DIRECTIVE: Render the material, from its first line up to and including the line with "[[545, 68]]", as a Markdown table with the columns Row and Line. Number each line in Row and leave out any blank lines.

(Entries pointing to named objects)
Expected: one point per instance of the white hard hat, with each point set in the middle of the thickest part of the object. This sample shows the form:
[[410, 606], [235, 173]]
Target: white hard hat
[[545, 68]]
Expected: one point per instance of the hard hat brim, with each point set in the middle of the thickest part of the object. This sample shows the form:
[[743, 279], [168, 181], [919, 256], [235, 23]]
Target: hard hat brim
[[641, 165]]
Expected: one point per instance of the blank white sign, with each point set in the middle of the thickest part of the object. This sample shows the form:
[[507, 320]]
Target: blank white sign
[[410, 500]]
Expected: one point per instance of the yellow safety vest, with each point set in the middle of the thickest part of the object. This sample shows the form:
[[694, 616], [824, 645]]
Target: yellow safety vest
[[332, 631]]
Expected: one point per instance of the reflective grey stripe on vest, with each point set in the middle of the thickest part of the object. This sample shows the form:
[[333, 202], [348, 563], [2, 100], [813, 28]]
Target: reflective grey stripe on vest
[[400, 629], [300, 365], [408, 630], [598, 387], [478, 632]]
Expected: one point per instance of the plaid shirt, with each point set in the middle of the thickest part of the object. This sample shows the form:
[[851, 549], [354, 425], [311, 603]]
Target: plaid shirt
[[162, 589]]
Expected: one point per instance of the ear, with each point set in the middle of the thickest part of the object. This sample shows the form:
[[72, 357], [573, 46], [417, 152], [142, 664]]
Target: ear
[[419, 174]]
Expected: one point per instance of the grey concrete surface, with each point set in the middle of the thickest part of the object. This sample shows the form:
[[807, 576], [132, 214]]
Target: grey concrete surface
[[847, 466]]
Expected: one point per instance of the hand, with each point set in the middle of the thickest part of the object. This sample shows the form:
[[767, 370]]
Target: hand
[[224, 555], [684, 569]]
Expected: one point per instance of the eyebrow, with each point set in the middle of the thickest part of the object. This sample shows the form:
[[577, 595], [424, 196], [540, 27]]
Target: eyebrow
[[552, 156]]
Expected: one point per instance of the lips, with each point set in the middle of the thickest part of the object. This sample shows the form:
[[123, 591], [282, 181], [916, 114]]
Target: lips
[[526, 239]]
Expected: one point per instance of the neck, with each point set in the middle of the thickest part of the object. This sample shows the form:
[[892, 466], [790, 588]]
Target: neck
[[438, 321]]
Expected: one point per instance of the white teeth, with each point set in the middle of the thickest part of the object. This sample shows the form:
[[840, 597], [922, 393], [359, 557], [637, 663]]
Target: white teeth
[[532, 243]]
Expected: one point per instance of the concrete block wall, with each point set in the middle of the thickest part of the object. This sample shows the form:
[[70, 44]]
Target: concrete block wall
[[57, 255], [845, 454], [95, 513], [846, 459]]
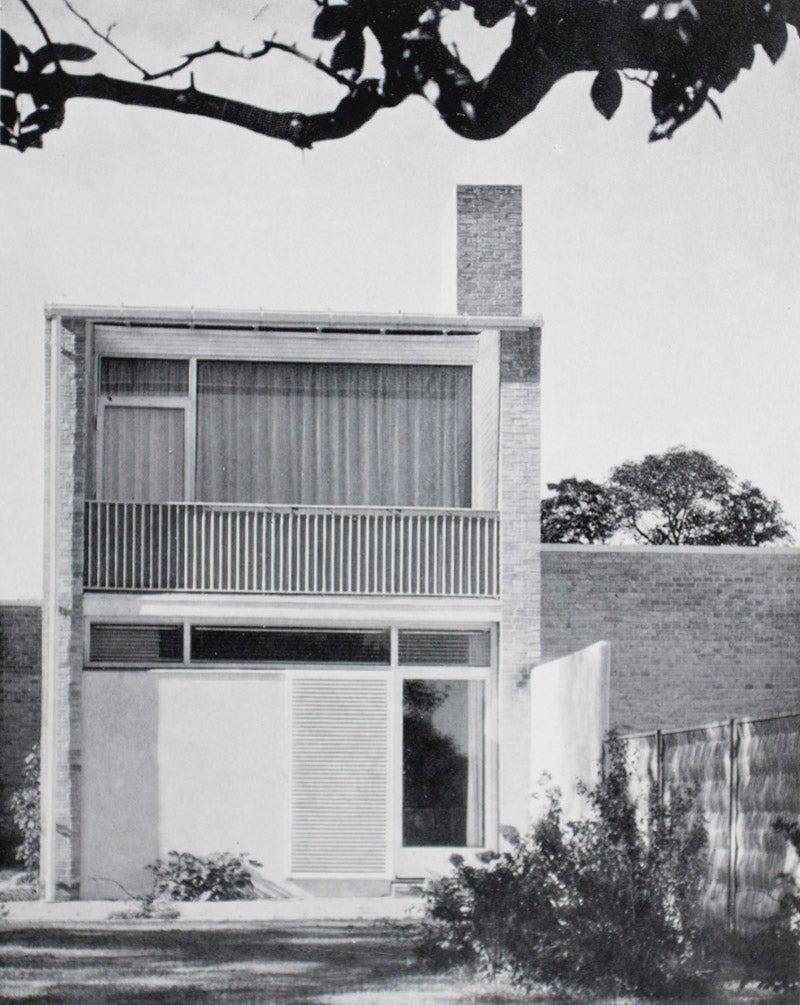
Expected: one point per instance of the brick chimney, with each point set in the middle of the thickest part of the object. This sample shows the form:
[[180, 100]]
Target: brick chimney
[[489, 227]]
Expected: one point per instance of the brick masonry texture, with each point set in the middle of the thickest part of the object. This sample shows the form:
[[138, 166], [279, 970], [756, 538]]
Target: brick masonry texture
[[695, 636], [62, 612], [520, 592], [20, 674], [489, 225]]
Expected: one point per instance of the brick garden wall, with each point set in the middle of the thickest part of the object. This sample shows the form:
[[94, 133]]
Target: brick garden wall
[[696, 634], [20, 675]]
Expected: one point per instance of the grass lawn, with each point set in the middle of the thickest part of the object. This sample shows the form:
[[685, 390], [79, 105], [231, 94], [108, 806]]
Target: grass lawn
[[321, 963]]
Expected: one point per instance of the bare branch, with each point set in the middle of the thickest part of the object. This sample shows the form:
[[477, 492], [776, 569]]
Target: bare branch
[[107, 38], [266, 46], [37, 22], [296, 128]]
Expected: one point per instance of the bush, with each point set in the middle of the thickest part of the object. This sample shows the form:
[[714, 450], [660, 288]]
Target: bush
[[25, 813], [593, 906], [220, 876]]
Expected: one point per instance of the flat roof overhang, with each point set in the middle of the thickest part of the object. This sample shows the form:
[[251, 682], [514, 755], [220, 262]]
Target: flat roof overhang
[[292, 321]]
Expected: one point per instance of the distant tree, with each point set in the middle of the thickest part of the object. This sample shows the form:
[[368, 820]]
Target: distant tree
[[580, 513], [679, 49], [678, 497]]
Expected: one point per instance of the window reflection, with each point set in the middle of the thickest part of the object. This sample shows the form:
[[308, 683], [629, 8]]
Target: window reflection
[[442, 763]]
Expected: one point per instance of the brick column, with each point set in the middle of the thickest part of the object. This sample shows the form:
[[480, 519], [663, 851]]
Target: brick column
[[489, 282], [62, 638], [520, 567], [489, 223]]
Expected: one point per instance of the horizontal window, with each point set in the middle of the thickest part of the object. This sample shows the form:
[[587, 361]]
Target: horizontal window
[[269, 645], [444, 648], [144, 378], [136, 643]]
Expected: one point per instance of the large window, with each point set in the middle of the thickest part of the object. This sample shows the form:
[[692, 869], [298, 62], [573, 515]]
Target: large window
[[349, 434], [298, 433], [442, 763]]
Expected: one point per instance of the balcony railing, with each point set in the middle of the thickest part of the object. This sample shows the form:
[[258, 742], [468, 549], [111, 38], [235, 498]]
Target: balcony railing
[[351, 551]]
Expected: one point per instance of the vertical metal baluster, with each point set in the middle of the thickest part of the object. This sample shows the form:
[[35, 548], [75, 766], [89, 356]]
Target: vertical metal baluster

EXERCISE RESULT:
| Row | Line |
|---|---|
| 1 | Expected: one point per instance of the white hard hat, with each point set in the middle of the thickest part of the object. This sample shows the form: |
| 2 | [[410, 606], [235, 173]] |
| 3 | Target: white hard hat |
| 4 | [[545, 68]] |